TEXTE PRÉSENTÉ:

============================================================

Loin d’apparaître comme une spéculation abstraite, la pensée stoïcienne se présente aux élèves comme une leçon de vie concrète qui vise le bonheur. Ils y pénètrent facilement, en particulier à partir des textes éthiques. Ils aiment particulièrement la distinction entre les choses qui dépendent de nous et celles qui nous sont étrangères car elle est souvent confirmée par leur expérience personnelle. Pour les stoïciens, seules nos représentations (opinions, pensées) sont en notre pouvoir. Les événements extérieurs (le fait que notre marmite favorite se casse, la perte d’un enfant, etc.) ne dépendent pas de nous. L’enjeu de cette distinction est thérapeutique : il s’agit d’écarter la peine en changeant — pour reprendre le mot de Descartes — ses pensées plutôt que l’ordre du monde. Cette idée d’une liberté de pensée irréductible, même sous la torture, est peut-être ce qui séduit le plus les élèves dans leur découverte du stoïcisme.

L’éthique stoïcienne n’est pas pour autant une philosophie facile à mettre en oeuvre. L’adolescent se représente souvent la liberté comme réalisation de ses désirs spontanés. Or les stoïciens nous enseignent que la sagesse ne peut être atteinte qu’au prix de la médiation d’un choix réfléchi. D’une manière plus radicale encore, les sages stoïciens affirment qu’il faut écarter les troubles liés au désir pour parvenir au bonheur véritable qu’ils nomment « ataraxie ». Une telle conception du bonheur ne va guère de soi pour les élèves. L’idée d’une possible et parfaite maîtrise du désir leur est étrangère, peut-être parce que la culture que nous leur transmettons est passée par l’épreuve de la psychanalyse et de son désir pulsionnel.

Rappelons enfin que l’éthique stoïcienne repose sur une physique matérialiste qui suscite bien des réflexions chez les élèves. L’idée d’un Univers semblable à un gigantesque animal, animé par un feu divin et universel, auquel nous serions mélangés, leur semble fantasmagorique. Le paradoxe d’un déterminisme total et d’une liberté de pensée absolue leur apparaît difficilement conciliable. Et pourtant ils acquiescent pleinement à l’idée de fraternité et de citoyenneté qui découle de tous ces présupposés physiques : car si tous les hommes sont intimement liés par la raison divine, alors nous sommes tous fils de Dieu et du Monde.

Olivier Delannoy

Professeur de philosophie au Lycée Kienz, Marcq-en-Barœul (59)

============================================================

DONNÉES FOURNIES:
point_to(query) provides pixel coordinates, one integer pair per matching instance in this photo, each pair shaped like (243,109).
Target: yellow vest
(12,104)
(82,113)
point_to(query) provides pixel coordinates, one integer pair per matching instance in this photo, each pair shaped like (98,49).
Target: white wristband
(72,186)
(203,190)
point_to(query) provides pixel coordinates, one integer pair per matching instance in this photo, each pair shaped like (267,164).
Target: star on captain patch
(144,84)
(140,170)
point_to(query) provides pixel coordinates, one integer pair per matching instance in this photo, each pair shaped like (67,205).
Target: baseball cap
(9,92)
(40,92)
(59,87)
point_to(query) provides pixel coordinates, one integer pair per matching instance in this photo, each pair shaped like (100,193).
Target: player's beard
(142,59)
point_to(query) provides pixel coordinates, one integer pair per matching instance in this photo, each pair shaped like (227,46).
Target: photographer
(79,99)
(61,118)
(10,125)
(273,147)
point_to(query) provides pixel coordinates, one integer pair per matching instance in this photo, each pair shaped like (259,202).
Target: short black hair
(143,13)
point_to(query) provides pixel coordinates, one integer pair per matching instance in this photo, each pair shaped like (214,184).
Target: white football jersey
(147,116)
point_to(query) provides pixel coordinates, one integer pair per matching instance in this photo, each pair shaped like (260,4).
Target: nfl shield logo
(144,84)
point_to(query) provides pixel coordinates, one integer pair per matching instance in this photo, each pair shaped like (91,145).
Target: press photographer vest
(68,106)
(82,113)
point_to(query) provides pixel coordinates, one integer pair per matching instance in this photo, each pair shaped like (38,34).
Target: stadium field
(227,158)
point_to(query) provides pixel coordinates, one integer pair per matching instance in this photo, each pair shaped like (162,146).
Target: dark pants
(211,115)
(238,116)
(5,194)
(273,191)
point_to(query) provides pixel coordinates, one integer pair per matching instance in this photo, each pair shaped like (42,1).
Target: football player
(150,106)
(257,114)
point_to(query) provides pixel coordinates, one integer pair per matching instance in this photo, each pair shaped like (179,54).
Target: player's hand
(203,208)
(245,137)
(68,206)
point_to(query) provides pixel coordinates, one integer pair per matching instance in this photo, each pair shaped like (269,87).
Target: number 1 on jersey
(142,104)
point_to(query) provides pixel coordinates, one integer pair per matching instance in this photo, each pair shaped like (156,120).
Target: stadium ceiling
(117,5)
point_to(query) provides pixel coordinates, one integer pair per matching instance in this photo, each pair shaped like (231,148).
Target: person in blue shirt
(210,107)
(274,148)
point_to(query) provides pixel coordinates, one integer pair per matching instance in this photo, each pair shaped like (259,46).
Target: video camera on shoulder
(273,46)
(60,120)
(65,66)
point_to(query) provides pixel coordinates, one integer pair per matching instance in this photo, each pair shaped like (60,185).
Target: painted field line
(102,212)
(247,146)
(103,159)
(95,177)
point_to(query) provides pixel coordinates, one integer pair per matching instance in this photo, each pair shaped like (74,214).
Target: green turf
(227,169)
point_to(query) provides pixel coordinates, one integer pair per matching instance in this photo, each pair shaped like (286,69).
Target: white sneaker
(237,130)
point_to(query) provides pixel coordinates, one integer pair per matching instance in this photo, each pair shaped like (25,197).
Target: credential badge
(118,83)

============================================================

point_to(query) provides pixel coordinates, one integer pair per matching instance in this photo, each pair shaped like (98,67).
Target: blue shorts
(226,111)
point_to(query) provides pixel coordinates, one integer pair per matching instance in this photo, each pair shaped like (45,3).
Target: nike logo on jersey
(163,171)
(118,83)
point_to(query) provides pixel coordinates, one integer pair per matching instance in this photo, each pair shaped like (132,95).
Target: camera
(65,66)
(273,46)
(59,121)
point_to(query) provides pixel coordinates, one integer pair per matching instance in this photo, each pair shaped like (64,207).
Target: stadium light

============================================================

À FAIRE:
Dans le texte sur l'enseignement du stoïcisme, relevez toutes les idées stoïciennes qui, selon l'auteur, plaisent aux élèves, les séduisent ou obtiennent leur plein accord. Les items ne jouent ici aucun rôle.

RÉSULTAT:
- La distinction entre les choses qui dépendent de nous et celles qui nous sont étrangères.
- L'idée d'une liberté de pensée irréductible, même sous la torture.
- L'idée de fraternité et de citoyenneté qui découle des présupposés physiques du stoïcisme.